[Problem requirements]: Look through the entries for the string "dark", and copy each line that holds it.

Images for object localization
-*-*-
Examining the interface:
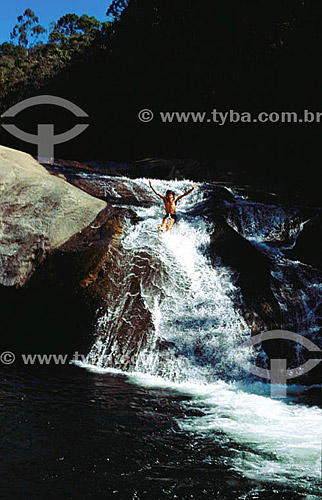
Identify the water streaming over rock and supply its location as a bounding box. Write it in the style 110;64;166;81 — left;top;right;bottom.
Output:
77;176;322;495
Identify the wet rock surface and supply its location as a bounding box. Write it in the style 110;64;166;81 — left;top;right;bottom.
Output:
286;212;322;272
209;215;281;334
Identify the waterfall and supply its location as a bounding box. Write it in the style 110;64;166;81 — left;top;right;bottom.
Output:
84;178;252;381
76;175;322;495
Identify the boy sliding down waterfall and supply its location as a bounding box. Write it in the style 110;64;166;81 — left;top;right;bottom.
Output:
149;180;198;232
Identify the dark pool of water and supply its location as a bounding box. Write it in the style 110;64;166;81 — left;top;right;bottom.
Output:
0;365;315;500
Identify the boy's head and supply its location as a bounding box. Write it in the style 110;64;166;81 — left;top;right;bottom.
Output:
166;190;176;201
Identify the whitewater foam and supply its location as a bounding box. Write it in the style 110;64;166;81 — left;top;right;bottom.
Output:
79;176;322;494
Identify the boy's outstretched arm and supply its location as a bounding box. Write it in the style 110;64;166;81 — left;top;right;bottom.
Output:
175;183;198;202
149;180;165;200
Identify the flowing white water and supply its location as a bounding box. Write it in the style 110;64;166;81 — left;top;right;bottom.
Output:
78;176;322;494
225;191;322;347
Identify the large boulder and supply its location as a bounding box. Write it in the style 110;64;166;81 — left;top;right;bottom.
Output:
0;147;128;357
0;205;127;357
0;146;106;287
0;147;155;364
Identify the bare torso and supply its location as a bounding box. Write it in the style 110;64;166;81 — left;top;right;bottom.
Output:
163;198;176;214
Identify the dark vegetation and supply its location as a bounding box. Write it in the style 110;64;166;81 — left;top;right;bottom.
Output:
0;9;111;101
1;1;322;204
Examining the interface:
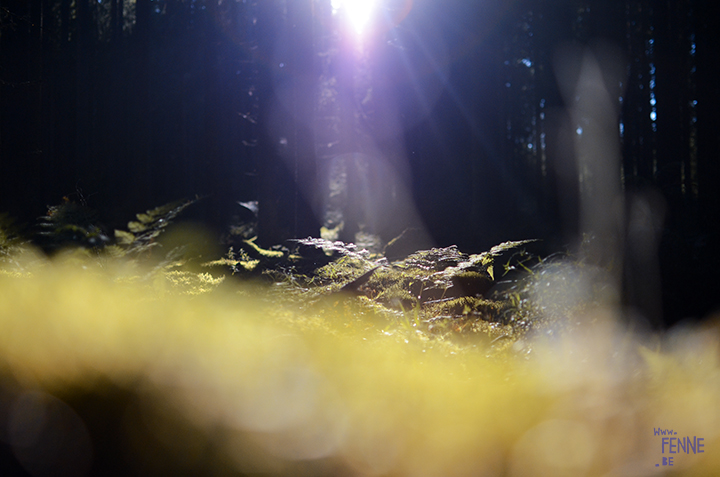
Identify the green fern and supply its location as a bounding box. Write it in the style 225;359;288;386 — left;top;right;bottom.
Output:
35;198;110;252
113;198;198;256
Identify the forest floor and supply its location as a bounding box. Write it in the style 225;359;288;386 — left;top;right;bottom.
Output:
0;199;719;476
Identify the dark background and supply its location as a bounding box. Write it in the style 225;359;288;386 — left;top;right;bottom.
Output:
1;0;718;325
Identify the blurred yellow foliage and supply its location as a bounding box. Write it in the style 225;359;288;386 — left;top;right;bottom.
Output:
0;248;718;476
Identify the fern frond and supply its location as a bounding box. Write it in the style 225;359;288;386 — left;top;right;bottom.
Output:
114;198;198;255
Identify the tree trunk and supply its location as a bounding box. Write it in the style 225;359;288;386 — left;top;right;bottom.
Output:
256;0;319;245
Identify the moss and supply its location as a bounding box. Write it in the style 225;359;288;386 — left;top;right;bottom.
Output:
161;270;226;295
241;237;285;259
203;247;261;274
425;296;504;319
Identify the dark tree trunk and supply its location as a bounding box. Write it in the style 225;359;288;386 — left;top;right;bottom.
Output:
75;0;93;178
131;0;152;207
256;0;319;245
695;1;720;215
111;0;122;43
286;0;320;239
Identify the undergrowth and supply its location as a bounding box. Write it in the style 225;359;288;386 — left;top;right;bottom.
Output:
0;198;718;476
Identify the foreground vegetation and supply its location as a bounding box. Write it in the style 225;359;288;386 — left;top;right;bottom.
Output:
0;200;718;476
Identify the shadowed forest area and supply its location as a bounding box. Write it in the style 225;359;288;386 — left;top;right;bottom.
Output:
2;0;719;325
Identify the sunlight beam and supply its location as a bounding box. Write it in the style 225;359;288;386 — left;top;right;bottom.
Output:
332;0;379;36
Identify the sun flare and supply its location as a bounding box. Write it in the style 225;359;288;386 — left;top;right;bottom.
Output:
332;0;379;35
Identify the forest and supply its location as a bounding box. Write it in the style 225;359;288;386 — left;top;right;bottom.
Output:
1;0;719;321
2;1;720;475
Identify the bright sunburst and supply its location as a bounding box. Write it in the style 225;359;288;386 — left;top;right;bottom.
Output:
332;0;379;35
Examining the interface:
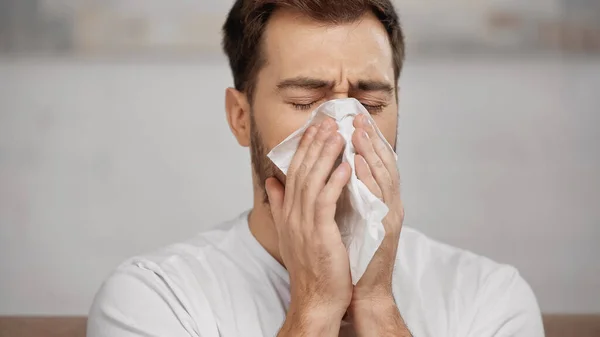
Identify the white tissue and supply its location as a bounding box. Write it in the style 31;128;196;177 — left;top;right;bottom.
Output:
267;98;396;284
-*-*-
[Result]:
Identify the dark pool of water and supply its location as a bounding box. Write it in the style 110;64;166;81 — left;top;right;bottom.
Identify the dark vegetation and supply its location as a bounding box. Write it in the style 110;64;166;81 — left;top;right;bottom.
Identify the dark background and supply its location as a bounding box. Write it in the style 225;359;288;386 — left;top;right;bottom.
Identify the dark tree trunk and supply its location as a bounding box. Write it in the style 225;359;288;386 — left;top;right;bottom.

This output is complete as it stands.